*The problem:*
Write out the review of the stage adaptation of Red or Dead below in full, word for word.

*Supplied text:*
* * *
Review – Red or Dead – Royal Court Theatre Liverpool

David Peace’s 2013 novel Red or Dead, featuring his controversially repetitive writing style, may at first glance feel a risky choice for stage adaptation, but there is a successful precedent in the stage version of his earlier and similar novel The Damned Utd. In this new play written for Liverpool’s Royal Court, adapter/director Phillip Breen has very much featured that stylistic eccentricity, and in so doing has created something that is simultaneously dramatic and hypnotic.

In fact “Repetition, Repetition, Repetition” becomes a clearly stated and almost (but not quite) infuriating recurring theme, mirroring the dogged determination of the novel’s subject, Bill Shankly. Peace’s fictionalised account of the man’s journey with Liverpool Football Club begins as a beleaguered LFC’s recently appointed chair Tom Williams approaches Shankly with the offer of an appointment, and follows him to his shock retirement 15 years later, and beyond.

Breen’s most audacious step is putting over 50 performers on stage—12 professional actors and a community chorus making up the rest of the cast—but it pays off in spades by creating an electric atmosphere and allowing for much of his clever use of the allegory offered by Peace’s writing.
* * *
*Extracted material:*
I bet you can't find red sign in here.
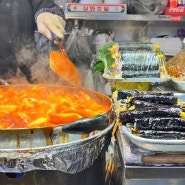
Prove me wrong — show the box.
[164,6,185,16]
[66,3,126,13]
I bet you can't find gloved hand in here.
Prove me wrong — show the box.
[36,12,65,40]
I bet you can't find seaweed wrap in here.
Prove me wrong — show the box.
[134,117,185,131]
[119,107,181,123]
[117,90,178,105]
[137,130,185,140]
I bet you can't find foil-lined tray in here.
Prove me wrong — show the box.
[0,123,114,174]
[122,93,185,152]
[102,72,170,83]
[170,78,185,92]
[122,125,185,152]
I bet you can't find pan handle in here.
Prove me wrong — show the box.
[51,114,109,142]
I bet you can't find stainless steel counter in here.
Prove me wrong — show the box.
[114,126,185,185]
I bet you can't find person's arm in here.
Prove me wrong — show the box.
[31,0,65,40]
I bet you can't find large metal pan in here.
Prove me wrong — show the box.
[0,84,113,149]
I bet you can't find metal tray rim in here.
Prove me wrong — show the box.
[123,125,185,145]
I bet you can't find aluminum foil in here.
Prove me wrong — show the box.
[0,124,114,174]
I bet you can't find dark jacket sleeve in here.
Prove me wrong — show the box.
[30,0,65,20]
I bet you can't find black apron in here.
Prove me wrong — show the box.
[0,0,36,79]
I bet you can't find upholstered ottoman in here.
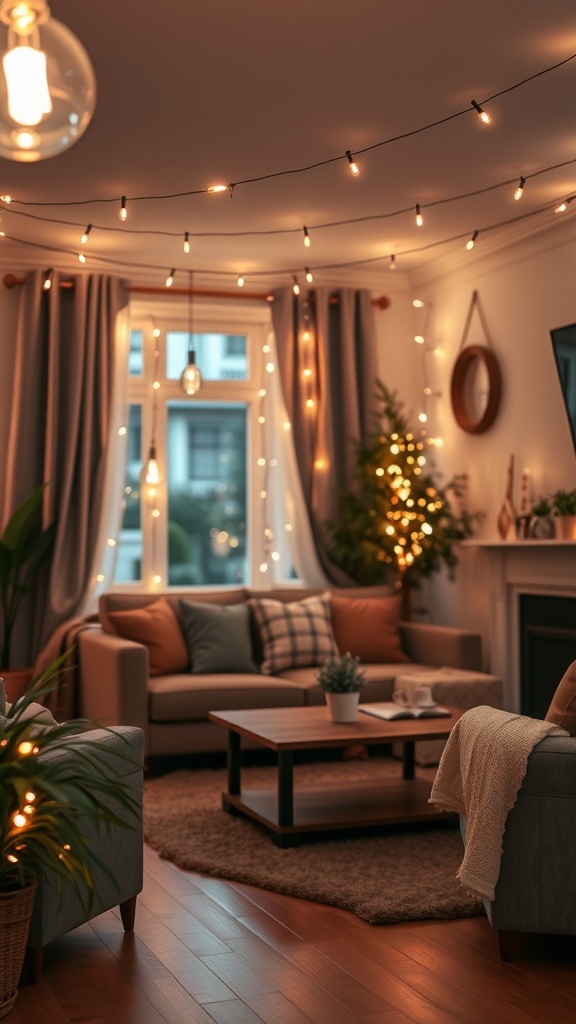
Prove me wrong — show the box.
[394,668,502,765]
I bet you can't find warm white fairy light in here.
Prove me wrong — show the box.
[346,150,360,177]
[470,99,492,125]
[515,178,526,203]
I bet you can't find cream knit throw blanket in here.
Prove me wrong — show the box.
[428,707,568,899]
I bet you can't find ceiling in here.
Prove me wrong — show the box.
[0,0,576,291]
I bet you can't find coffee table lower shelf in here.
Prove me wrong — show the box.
[222,778,448,847]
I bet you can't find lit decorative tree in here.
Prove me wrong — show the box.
[325,381,482,590]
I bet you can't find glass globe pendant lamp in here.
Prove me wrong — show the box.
[0,0,96,163]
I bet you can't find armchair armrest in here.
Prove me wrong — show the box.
[78,630,149,737]
[393,623,482,672]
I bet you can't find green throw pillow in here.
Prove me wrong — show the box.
[180,600,258,675]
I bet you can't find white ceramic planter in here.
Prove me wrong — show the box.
[326,690,360,724]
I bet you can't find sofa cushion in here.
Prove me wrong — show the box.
[545,662,576,736]
[108,597,190,676]
[248,594,338,675]
[330,594,410,665]
[149,673,304,723]
[180,600,258,675]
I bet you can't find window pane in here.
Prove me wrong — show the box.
[167,401,247,586]
[114,406,142,583]
[128,331,142,377]
[166,331,248,381]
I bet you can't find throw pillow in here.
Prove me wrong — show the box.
[108,597,189,676]
[248,594,338,676]
[330,594,410,665]
[545,662,576,736]
[180,600,258,675]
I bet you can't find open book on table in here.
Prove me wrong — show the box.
[358,700,452,721]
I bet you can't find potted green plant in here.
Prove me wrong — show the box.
[551,488,576,541]
[0,652,138,1018]
[316,651,366,722]
[530,498,554,541]
[0,484,55,698]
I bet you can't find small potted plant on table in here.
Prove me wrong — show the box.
[316,651,366,723]
[552,489,576,541]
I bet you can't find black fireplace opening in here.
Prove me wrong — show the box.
[520,594,576,719]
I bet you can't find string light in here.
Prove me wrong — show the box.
[470,99,492,125]
[346,150,360,177]
[515,178,526,203]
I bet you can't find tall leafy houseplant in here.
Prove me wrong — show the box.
[325,381,482,592]
[0,652,139,1017]
[0,484,56,672]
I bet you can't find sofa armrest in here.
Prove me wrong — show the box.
[78,630,149,738]
[400,623,482,672]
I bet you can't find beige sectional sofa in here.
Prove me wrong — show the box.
[79,587,482,758]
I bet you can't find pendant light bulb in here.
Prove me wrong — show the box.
[180,348,204,395]
[0,0,96,163]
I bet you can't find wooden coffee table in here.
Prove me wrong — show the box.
[208,707,464,847]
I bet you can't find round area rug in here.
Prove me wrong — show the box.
[145,759,484,925]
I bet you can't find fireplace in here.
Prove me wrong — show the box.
[519,594,576,718]
[462,540,576,718]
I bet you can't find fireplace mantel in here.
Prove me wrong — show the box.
* * *
*Correct answer:*
Review – Red or Dead – Royal Court Theatre Liverpool

David Peace’s 2013 novel Red or Dead, featuring his controversially repetitive writing style, may at first glance feel a risky choice for stage adaptation, but there is a successful precedent in the stage version of his earlier and similar novel The Damned Utd. In this new play written for Liverpool’s Royal Court, adapter/director Phillip Breen has very much featured that stylistic eccentricity, and in so doing has created something that is simultaneously dramatic and hypnotic.

In fact “Repetition, Repetition, Repetition” becomes a clearly stated and almost (but not quite) infuriating recurring theme, mirroring the dogged determination of the novel’s subject, Bill Shankly. Peace’s fictionalised account of the man’s journey with Liverpool Football Club begins as a beleaguered LFC’s recently appointed chair Tom Williams approaches Shankly with the offer of an appointment, and follows him to his shock retirement 15 years later, and beyond.

Breen’s most audacious step is putting over 50 performers on stage—12 professional actors and a community chorus making up the rest of the cast—but it pays off in spades by creating an electric atmosphere and allowing for much of his clever use of the allegory offered by Peace’s writing.